- _TRECHO DO DOCUMENTO_
┄┄┄┄┄┄┄┄┄┄

Art. 16 – Os consumidores comerciais, industriais, do setor de serviços e outras atividades enquadrados no grupo B constante do inciso XXIII do art. 2º da Resolução ANEEL nº 456, de 2000, deverão observar meta de consumo de energia elétrica correspondente a oitenta por cento da média do consumo mensal verificado nos meses de maio, junho e julho de 2000.
§ 1º – Caso o consumo mensal seja inferior à meta fixada na forma do caput, o saldo em kWh, a critério do consumidor, será acumulado para eventual uso futuro ou a distribuidora poderá adquirir a parcela inferior à meta, através de mecanismo de leilões na forma a ser regulamentada pela GCE.
§ 2º – Caso o consumo mensal seja superior à meta fixada na forma do caput, a parcela do consumo mensal excedente será adquirida junto às concessionárias distribuidoras ao preço praticado no MAE ou compensada com eventual saldo acumulado na forma do § 1º.
§3º – Os consumidores que descumprirem a respectiva meta fixada na forma do caput ficarão sujeitos a suspensão do fornecimento de energia elétrica, caso inviabilizada a compensação prevista no § 2º.
§ 4º – A suspensão de fornecimento de energia elétrica a que se refere o § 3º terá como critério de aplicação de um dia para cada três por cento de ultrapassagem da meta.
§ 5º – A GCE poderá alterar os critérios e parâmetros fixados neste artigo em razão de eventual modificação da situação hidrológica ou de outras circunstâncias relevantes.
Art.17 – Os consumidores comerciais, industriais e do setor de serviços e outras atividades enquadrados no grupo A constante do inciso XXII do art. 2- da Resolução ANEEL n- 456, de 2000, deverão observar metas de consumo de energia elétrica correspondentes a percentuais compreendidos entre setenta e cinco e oitenta e cinco por cento da média do consumo mensal verificado nos meses de maio, junho e julho de 2000, na forma estabelecida pela GCE, que disporá inclusive sobre as hipóteses de regime especial de tarifação e de suspensão e interrupção do fornecimento de energia elétrica decorrentes do descumprimento das respectivas metas.
Art. 18 – Os consumidores rurais deverão observar meta de consumo de energia elétrica correspondente a noventa por cento da média do consumo mensal verificado nos meses de maio, junho e julho de 2000.

┄┄┄┄┄┄┄┄┄┄

- _REQUISITOS DAS TAREFAS_
1. Responda às perguntas abaixo com base no trecho sobre metas de consumo de energia elétrica.
(a) A que percentual da média do consumo mensal corresponde a meta dos consumidores do grupo B no Art. 16?
(b) Qual critério o § 4º estabelece para a suspensão do fornecimento de energia elétrica?
(c) Qual é a meta de consumo fixada para os consumidores rurais?
2. Reproduza, sem nenhuma alteração, a parte do trecho sobre metas de consumo de energia elétrica que vai de "Art.17 – Os" até "das respectivas metas.".

- _REGISTROS DE DADOS_
┄┄┄┄┄┄┄┄┄┄

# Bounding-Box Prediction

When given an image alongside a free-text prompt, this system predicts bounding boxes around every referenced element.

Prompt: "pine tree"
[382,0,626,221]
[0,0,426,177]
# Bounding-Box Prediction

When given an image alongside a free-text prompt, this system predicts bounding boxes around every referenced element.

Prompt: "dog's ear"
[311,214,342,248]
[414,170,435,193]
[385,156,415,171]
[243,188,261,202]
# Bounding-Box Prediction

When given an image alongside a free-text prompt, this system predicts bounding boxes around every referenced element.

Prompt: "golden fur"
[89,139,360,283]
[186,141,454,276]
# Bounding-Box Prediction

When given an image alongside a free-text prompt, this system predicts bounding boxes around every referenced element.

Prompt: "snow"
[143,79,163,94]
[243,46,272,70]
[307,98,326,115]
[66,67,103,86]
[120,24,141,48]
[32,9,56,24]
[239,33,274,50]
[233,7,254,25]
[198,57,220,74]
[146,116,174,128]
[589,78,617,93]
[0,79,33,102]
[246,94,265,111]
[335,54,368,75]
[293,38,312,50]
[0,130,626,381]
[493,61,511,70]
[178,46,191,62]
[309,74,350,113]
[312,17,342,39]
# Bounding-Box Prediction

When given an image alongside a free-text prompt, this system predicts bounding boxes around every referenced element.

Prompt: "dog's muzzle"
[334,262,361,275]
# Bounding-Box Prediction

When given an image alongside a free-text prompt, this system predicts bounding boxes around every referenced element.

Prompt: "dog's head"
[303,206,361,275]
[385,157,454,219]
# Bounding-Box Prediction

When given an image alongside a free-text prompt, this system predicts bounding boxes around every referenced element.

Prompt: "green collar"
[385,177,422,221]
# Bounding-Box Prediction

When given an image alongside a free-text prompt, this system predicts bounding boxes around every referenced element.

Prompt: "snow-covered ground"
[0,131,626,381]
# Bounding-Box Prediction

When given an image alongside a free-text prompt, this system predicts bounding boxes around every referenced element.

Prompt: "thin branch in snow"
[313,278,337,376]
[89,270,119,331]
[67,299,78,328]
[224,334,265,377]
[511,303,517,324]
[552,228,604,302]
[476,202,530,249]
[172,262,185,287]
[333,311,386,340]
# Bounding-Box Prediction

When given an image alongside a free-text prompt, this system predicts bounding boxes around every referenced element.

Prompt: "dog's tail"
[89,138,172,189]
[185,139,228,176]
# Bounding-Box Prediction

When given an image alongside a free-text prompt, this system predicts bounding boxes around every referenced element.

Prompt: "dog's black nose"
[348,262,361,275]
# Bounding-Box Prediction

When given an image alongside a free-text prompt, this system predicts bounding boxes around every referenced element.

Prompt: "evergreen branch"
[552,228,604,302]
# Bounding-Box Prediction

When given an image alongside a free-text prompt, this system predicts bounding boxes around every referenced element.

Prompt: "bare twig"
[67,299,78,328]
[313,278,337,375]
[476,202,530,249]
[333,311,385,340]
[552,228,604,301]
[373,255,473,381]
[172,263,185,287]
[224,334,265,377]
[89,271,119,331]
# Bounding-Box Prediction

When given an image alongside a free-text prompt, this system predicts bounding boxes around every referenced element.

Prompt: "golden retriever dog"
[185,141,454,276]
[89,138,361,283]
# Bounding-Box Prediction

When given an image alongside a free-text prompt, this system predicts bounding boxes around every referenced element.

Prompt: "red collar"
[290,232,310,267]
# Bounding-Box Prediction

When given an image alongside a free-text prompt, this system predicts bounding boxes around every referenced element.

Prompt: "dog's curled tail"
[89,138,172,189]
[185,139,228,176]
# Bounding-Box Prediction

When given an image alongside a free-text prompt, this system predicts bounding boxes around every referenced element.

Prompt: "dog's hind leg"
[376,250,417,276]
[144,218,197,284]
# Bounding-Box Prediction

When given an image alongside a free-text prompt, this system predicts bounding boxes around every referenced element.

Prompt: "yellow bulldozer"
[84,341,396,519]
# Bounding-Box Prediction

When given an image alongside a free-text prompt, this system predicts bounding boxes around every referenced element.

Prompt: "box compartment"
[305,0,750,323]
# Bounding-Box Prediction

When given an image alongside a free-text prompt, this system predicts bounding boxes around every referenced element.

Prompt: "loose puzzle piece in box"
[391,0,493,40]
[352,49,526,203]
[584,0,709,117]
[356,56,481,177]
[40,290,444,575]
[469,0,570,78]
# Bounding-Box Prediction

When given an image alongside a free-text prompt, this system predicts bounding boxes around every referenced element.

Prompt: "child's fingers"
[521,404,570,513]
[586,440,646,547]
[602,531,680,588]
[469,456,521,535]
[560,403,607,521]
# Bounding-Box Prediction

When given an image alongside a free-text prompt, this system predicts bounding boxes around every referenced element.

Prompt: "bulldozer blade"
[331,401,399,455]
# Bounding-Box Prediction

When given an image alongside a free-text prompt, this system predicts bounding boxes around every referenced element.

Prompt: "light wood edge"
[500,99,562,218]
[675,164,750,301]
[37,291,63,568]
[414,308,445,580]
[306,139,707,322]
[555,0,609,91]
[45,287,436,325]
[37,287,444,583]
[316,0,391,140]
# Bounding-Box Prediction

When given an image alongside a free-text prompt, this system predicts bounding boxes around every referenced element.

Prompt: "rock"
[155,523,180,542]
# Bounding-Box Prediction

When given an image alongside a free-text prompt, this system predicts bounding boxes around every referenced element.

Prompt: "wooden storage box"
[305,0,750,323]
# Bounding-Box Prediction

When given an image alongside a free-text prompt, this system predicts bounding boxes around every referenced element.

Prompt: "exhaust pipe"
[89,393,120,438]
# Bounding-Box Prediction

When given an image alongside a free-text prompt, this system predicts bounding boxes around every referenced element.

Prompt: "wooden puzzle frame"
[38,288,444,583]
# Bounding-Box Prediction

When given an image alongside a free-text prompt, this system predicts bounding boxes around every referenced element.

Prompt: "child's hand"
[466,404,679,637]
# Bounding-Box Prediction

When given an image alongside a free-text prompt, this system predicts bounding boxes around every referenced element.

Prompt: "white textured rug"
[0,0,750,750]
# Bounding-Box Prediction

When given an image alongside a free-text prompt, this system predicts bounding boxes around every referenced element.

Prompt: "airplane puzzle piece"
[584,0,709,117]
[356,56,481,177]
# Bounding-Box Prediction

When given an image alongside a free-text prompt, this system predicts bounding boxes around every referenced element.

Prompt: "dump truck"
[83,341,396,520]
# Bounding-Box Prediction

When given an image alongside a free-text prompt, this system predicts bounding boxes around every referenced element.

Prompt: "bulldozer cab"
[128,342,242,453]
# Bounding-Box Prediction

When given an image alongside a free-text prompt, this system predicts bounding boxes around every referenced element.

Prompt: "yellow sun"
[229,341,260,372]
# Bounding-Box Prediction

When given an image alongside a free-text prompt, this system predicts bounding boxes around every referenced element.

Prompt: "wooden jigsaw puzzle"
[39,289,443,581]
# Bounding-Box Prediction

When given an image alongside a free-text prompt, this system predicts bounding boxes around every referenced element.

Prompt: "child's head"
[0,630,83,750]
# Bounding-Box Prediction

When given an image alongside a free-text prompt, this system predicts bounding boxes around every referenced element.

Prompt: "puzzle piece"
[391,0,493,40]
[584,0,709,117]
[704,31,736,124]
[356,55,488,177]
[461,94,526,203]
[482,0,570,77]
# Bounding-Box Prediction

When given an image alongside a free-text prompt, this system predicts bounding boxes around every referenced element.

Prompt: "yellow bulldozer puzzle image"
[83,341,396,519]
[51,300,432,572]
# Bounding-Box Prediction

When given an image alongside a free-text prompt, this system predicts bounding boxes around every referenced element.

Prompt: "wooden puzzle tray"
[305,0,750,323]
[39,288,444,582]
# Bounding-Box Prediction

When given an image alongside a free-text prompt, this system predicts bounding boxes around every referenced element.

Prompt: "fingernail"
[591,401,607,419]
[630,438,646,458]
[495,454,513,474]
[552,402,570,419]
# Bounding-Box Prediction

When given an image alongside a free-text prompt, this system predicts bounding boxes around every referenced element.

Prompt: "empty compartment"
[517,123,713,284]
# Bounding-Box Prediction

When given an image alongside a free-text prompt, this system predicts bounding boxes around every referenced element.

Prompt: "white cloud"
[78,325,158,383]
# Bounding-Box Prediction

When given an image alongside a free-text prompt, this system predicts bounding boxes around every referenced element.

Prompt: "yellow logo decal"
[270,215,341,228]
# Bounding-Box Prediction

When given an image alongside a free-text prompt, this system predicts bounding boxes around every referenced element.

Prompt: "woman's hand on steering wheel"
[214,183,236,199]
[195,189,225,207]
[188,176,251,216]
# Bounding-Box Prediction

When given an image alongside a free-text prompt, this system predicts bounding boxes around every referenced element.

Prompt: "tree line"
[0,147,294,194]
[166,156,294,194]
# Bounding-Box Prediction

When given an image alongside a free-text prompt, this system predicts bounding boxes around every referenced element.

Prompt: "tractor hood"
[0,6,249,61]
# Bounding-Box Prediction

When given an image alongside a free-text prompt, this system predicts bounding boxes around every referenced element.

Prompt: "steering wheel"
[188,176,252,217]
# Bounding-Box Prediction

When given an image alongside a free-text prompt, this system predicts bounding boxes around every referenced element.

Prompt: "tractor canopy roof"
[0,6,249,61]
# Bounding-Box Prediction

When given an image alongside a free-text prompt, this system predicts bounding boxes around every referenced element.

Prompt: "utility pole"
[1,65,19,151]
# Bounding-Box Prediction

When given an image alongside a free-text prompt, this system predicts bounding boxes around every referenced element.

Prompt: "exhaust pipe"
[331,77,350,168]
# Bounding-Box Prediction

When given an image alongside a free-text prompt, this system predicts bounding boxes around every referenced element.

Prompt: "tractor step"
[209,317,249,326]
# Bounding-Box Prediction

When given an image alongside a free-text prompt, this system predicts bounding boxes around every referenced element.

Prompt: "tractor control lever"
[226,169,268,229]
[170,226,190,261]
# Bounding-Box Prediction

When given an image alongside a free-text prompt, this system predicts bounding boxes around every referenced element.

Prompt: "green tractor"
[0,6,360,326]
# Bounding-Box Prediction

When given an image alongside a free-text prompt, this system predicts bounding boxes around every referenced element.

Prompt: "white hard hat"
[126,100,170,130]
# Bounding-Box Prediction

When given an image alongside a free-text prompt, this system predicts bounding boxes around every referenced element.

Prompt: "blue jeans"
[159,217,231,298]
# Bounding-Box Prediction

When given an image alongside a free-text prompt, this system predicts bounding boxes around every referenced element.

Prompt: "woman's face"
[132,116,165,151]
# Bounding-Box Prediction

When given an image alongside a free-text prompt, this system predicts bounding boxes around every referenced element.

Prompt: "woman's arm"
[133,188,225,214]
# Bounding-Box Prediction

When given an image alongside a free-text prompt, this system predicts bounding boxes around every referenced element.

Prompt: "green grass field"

┄┄┄┄┄┄┄┄┄┄

- _RESPOSTAS DO EXERCÍCIO_
1.
(a) Oitenta por cento da média do consumo mensal verificado nos meses de maio, junho e julho de 2000.
(b) Um dia de suspensão para cada três por cento de ultrapassagem da meta.
(c) Noventa por cento da média do consumo mensal verificado nos meses de maio, junho e julho de 2000.

2.
Art.17 – Os consumidores comerciais, industriais e do setor de serviços e outras atividades enquadrados no grupo A constante do inciso XXII do art. 2- da Resolução ANEEL n- 456, de 2000, deverão observar metas de consumo de energia elétrica correspondentes a percentuais compreendidos entre setenta e cinco e oitenta e cinco por cento da média do consumo mensal verificado nos meses de maio, junho e julho de 2000, na forma estabelecida pela GCE, que disporá inclusive sobre as hipóteses de regime especial de tarifação e de suspensão e interrupção do fornecimento de energia elétrica decorrentes do descumprimento das respectivas metas.